--- Extract ---
Content starts

ASSAf News

Women representation and participation in national science academies globally are insignificant despite efforts to promote the role of women in science. The first comprehensive survey of member academies of IAP: The Global Network of Science Academies, found the average share of women members across 69 national science academies to be 12%. In just under one half, 30 academies from 69, the share of women members was either 10% or less.

The report Women for Science: Inclusion and Participation in Academies of Science was supported by the IAP and published by the Academy of Science of South Africa (ASSAf). It documents the results of two surveys undertaken by the Inter-American Network of Academies of Sciences (IANAS) and ASSAf targeting member countries of the IAP.

The report points out that “great strides have been made in enrolling more women in undergraduate courses, especially in the biological and chemical sciences (success has been more limited in the areas of physics, mathematics and engineering), there remains significant challenges in ensuring that the best women scientists are able to have fulfilling careers with increasing levels of responsibility, eventually taking up leadership and decision-making positions.”

National academies with the largest shares of women members are the Cuban Academy of Sciences (27%) and the Caribbean Academy of Sciences (26%). The national science aca-demies of Mexico, Nicaragua, Peru, Uruguay and Honduras are among the list of the top 10 academies with the largest shares of women members.

Women are ‘best’ represented in the social sciences, humanities and arts (16% of all mem-bers in this discipline, across all science academies, are women), followed by the biological sciences (15%) and the medical and health sciences (14%). Women’s representation as academy members is least in the mathematical sciences (6%) and engineering sciences (5%).

Findings for the three global science academies – Islamic World Academy of Sciences (IAS), the World Academy of Art and Science (WAAS) and The World Academy of Sciences (TWAS) – show a similar picture: women are ‘best’ represented among academy members in the social sciences and humanities.

The National Academy of Sciences in the US (47%), together with two European academies (Switzerland and Sweden, both 47%), have the best representation of women as members of the governing body. Outside Europe, Cuba recorded 40%, Canada, 38% and Panama, 38%. Relatively high figures were also recorded for three other European academies: the Netherlands (43%), the UK (40%) and Ireland (36%).

Content ends

--- Stored data ---
Content starts

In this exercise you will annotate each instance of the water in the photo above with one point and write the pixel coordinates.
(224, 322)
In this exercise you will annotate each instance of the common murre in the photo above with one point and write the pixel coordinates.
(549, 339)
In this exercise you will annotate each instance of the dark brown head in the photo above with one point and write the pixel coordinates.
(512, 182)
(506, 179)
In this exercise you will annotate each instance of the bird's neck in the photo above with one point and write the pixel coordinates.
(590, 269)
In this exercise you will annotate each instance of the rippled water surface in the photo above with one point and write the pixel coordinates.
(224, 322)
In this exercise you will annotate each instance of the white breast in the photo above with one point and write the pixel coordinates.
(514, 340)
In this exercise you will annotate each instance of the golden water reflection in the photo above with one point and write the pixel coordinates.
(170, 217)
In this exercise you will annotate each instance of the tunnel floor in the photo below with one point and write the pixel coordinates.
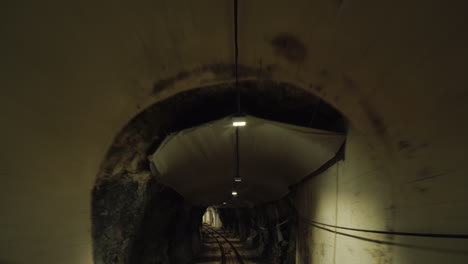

Content ends

--- Work task ---
Decide whether each statement agrees with the news item on women in science academies, answering yes or no and quoting the words that settle it: (a) The Cuban Academy of Sciences had a larger share of women members than the Caribbean Academy of Sciences. (b) Among the disciplines, women's representation as academy members is lowest in the mathematical sciences. (c) The report was published by the Inter-American Network of Academies of Sciences.

--- Task output ---
(a) Yes: "the Cuban Academy of Sciences (27%) and the Caribbean Academy of Sciences (26%)"
(b) No: "least in the mathematical sciences (6%) and engineering sciences (5%)"
(c) No: "published by the Academy of Science of South Africa (ASSAf)"